--- BEGIN TEXT PASSAGE ---

The entire episode is something we see repeatedly. Obviously, it is ridiculous for me to even try to explain the anti-woman message he is delivering in these interviews. I guess I should just go back into the kitchen and make him some pie…because servitude is the bottom line when it comes to the opinion of women from people like Ron Paul.
Nope, there is no such thing as rape, or a woman’s right to say no, or a woman’s right to make their own decisions as an individual identity. In Paul’s world, men have that “right” to honestly believe women are not equal to men.
Well, I have other links for you this morning, and since I am writing the post so damn late, I will just list the news items for you…
Yesterday, the big news was Russia and China Block U.N. Action on Syrian Crisis – NYTimes.com
The veto and the mounting violence underlined the dynamics shaping what is proving to be the Arab world’s bloodiest revolt: diplomatic stalemate and failure as Syria plunges deeper into what many are already calling a civil war. Diplomats have lamented their lack of options in pressuring the Syrian government, and even some Syrian dissidents worry about what the growing confrontation will mean for a country reeling from bloodshed and hardship.
The veto is almost sure to embolden the government of President Bashar al-Assad, which brazenly carried out the assault on Homs on the day that the Security Council had planned to vote. It came, too, around the anniversary of its crackdown in 1982 on another Syrian city, Hama, by Mr. Assad’s father, Hafez, in which at least 10,000 people were killed in one of the bloodiest episodes in modern Arab history.
“It’s quite clear — this is a license to do more of the same and worse,” said Peter Harling, an expert on Syria at the International Crisis Group. “The regime will take it for granted that it can escalate further. We’re entering a new phase that will be far more violent still than what we’ve seen now.”
There will be much hand-wringing in the West at China and Russia’s refusal yesterday to endorse a robust censure of the Syrian regime. But even if Moscow’s position had been different, little would have changed. The beleaguered regime of Bashar al-Assad is simply not amenable to diplomatic pressure. It is interested only in clinging to power, at whatever cost to the Syrian people and regardless of the consequences.
Already, somewhere between 5,500 and 7,500 people have been killed, and perhaps 35,000 seriously wounded. Tens of thousands have been imprisoned and thousands have simply disappeared. Torture is rife. There are some 20,000 refugees, mainly in neighbouring Turkey and Lebanon. There’s every reason to believe that it can only get worse.
Many of the Syrian protesters have been clamouring for outside intervention to protect them from their government’s ruthless onslaught. But the reality is that there is little the outside world can do, short of intervening militarily. After Libya, that’s not on the cards. The Arab League has tried and failed to mediate a solution. Neighbouring Turkey supports the opposition, but not to the extent of invading Syria on its behalf. Economic sanctions have had a serious effect, but not enough to bring down the regime. Bashar al-Assad and his family know that the most they have to fear from the UN – even if the Russians drop their protective veto – are toothless resolutions.

--- END TEXT PASSAGE ---
--- BEGIN RECORDS PROVIDED ---

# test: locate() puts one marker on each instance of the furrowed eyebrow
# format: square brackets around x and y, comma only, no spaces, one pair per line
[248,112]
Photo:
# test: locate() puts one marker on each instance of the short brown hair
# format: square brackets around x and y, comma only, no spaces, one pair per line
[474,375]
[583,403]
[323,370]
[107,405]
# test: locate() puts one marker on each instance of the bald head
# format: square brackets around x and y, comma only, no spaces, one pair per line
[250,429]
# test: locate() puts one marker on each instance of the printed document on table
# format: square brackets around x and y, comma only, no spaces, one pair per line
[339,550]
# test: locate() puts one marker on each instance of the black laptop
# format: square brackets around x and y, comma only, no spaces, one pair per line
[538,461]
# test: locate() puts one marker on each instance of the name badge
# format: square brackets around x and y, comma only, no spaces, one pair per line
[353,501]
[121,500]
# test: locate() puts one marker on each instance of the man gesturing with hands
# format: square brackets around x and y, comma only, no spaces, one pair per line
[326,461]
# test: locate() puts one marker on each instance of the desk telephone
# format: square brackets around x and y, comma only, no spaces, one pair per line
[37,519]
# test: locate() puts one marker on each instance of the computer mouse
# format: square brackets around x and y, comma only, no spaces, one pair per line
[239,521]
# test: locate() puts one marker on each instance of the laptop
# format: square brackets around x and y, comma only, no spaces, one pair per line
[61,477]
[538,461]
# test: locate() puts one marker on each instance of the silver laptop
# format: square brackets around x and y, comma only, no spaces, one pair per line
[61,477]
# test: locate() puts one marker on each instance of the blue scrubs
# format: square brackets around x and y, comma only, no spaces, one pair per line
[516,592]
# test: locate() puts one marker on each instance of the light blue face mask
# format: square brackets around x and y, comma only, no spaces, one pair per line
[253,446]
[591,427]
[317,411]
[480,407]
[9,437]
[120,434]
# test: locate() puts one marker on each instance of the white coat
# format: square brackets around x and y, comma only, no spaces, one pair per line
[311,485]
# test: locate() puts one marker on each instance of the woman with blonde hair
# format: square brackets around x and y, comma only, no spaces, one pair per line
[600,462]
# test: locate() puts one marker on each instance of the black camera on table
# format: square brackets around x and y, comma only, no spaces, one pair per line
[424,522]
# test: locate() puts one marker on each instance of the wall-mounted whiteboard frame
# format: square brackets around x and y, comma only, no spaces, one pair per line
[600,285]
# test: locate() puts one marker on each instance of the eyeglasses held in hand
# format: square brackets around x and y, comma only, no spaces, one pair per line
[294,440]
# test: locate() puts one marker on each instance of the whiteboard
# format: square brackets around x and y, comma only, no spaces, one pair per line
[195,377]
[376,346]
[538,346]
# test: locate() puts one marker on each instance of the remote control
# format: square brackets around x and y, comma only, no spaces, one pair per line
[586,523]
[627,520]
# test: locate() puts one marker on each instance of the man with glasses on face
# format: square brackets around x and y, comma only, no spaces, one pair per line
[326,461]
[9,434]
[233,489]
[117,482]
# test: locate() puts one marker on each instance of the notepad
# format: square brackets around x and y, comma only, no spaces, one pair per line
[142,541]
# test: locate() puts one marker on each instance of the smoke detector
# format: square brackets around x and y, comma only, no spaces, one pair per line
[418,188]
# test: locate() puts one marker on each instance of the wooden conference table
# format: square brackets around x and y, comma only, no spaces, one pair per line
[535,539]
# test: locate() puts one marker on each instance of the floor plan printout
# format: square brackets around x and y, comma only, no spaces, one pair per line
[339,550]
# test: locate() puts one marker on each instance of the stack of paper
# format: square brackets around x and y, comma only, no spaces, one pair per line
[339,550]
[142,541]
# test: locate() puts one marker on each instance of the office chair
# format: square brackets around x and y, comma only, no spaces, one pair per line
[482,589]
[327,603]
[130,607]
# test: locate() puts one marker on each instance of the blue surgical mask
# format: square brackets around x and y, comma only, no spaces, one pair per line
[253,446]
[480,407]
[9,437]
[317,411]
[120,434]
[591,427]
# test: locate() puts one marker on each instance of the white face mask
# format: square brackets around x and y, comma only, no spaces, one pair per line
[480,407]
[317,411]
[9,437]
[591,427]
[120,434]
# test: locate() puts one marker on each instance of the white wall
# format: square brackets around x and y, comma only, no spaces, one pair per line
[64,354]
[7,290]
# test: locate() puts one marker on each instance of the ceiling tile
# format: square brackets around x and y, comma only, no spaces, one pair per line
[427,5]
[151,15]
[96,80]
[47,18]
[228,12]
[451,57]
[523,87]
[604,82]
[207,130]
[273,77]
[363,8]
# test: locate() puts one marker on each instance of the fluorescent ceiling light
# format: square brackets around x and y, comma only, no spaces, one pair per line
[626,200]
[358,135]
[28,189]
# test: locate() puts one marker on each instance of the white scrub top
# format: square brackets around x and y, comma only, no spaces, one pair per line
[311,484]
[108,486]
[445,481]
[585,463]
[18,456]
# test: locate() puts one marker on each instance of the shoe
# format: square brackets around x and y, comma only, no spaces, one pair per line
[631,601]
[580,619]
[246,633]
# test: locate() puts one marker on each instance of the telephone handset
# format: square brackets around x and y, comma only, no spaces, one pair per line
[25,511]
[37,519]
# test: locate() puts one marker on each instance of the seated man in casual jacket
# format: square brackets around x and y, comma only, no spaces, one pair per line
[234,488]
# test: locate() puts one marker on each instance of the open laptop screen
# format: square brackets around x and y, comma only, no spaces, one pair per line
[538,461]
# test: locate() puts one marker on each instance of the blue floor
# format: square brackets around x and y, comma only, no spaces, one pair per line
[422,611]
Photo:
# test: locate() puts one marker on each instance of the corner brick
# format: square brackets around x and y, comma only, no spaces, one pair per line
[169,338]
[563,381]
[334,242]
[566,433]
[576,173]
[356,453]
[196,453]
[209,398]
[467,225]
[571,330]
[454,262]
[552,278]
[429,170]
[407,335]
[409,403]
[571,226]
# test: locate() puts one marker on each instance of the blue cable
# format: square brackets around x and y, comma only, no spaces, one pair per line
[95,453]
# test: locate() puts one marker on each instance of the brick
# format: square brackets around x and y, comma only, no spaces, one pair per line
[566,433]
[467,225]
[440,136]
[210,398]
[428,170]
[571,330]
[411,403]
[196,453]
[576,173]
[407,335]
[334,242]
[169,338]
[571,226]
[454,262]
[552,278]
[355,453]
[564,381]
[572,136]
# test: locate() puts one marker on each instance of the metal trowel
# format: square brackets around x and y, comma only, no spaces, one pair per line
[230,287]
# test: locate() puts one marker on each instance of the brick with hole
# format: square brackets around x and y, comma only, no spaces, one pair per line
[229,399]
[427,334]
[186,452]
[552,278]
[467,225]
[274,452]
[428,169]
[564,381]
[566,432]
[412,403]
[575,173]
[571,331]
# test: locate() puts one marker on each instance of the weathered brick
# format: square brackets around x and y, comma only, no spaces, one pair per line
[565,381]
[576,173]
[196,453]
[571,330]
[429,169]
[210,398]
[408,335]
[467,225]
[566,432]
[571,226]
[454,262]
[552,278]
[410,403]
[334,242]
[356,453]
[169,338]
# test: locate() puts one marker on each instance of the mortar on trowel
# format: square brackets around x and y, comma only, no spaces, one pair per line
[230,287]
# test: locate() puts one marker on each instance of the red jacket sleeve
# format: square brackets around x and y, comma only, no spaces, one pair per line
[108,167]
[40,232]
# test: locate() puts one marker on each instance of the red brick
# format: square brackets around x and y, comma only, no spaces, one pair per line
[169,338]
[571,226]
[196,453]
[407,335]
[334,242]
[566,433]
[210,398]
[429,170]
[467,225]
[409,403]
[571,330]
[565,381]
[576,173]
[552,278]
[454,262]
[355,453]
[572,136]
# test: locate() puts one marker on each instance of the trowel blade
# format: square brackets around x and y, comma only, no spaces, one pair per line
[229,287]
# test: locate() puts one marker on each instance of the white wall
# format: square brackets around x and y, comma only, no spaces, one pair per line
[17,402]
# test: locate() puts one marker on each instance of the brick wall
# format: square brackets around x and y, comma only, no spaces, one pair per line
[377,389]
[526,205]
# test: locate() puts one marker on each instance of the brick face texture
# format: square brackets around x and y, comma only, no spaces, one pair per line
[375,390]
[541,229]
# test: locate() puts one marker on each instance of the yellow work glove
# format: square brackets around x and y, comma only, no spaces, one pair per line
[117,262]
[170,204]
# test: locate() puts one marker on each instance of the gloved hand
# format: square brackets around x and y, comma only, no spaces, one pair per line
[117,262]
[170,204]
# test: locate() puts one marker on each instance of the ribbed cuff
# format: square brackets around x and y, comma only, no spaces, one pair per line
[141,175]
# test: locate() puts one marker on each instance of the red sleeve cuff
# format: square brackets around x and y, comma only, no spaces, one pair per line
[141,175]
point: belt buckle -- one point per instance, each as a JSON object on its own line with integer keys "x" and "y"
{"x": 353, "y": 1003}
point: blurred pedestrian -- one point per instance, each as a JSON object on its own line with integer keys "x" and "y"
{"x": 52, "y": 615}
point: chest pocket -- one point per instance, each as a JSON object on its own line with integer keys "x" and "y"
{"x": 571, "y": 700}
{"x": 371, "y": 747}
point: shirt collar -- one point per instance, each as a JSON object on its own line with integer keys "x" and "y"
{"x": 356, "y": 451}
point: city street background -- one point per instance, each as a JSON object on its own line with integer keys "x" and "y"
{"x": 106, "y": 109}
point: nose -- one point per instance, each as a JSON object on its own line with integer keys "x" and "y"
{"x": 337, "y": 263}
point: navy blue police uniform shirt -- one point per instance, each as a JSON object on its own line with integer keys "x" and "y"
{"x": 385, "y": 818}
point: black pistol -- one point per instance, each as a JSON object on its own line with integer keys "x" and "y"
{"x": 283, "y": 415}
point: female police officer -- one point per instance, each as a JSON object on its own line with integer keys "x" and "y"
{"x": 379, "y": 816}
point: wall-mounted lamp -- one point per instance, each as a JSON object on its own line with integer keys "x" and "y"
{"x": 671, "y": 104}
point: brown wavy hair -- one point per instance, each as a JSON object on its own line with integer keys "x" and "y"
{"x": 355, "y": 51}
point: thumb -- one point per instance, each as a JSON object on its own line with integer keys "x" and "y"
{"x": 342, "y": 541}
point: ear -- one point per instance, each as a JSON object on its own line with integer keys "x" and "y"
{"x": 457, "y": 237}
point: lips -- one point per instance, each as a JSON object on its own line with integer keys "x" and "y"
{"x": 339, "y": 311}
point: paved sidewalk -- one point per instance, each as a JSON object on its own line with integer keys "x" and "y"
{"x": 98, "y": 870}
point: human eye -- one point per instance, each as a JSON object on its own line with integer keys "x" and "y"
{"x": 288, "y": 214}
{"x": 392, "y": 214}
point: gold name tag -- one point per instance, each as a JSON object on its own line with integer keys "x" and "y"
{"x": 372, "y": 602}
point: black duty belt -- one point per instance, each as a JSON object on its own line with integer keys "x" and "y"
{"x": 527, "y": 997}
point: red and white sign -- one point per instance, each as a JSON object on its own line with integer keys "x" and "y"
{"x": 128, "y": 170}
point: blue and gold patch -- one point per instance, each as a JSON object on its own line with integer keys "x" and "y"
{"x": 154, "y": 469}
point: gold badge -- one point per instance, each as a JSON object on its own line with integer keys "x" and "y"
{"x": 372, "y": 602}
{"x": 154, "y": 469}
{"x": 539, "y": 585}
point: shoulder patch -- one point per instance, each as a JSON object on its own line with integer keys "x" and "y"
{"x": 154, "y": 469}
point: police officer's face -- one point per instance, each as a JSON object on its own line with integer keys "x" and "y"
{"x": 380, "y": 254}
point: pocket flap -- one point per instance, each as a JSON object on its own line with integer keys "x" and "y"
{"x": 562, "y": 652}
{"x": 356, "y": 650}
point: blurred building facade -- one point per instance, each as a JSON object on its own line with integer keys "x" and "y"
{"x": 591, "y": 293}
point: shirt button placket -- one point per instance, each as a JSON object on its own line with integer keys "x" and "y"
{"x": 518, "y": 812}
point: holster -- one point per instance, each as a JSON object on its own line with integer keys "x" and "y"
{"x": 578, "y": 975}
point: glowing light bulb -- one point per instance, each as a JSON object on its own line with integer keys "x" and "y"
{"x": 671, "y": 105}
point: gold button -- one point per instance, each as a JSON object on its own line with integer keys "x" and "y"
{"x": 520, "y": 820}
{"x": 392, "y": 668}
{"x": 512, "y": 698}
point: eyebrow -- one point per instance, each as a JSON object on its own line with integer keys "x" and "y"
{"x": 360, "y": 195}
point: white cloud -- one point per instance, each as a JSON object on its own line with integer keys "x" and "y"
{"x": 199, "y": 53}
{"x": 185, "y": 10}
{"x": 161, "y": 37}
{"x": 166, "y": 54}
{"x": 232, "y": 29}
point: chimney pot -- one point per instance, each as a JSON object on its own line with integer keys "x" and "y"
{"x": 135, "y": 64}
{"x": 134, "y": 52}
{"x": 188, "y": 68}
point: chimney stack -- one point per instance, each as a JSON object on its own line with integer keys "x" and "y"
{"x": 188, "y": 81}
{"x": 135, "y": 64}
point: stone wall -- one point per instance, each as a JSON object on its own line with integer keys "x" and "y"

--- END RECORDS PROVIDED ---

_PROMPT A_:
Answer these questions from the blog post:
(i) What position does Peter Harling hold?
(ii) About how many refugees are there, and in which countries are they mainly found?
(iii) Which city did the government assault on the day the Security Council had planned to vote?
_PROMPT B_: Quote the blog post word for word, beginning at the words "Already, somewhere between" and stopping after "only get worse.".
_PROMPT C_:
Decide whether each statement agrees with the blog post. Answer yes or no, and quote the words that decide it.
(i) At least 10,000 people were killed in the 1982 crackdown on Hama.
(ii) Economic sanctions have been enough to bring down the regime.
(iii) The Arab League succeeded in mediating a solution.

_WORKED ANSWER A_:
(i) He is an expert on Syria at the International Crisis Group.
(ii) There are some 20,000 refugees, mainly in Turkey and Lebanon.
(iii) Homs.

_WORKED ANSWER B_:
Already, somewhere between 5,500 and 7,500 people have been killed, and perhaps 35,000 seriously wounded. Tens of thousands have been imprisoned and thousands have simply disappeared. Torture is rife. There are some 20,000 refugees, mainly in neighbouring Turkey and Lebanon. There’s every reason to believe that it can only get worse.

_WORKED ANSWER C_:
(i) Yes: "in which at least 10,000 people were killed"
(ii) No: "Economic sanctions have had a serious effect, but not enough to bring down the regime."
(iii) No: "The Arab League has tried and failed to mediate a solution."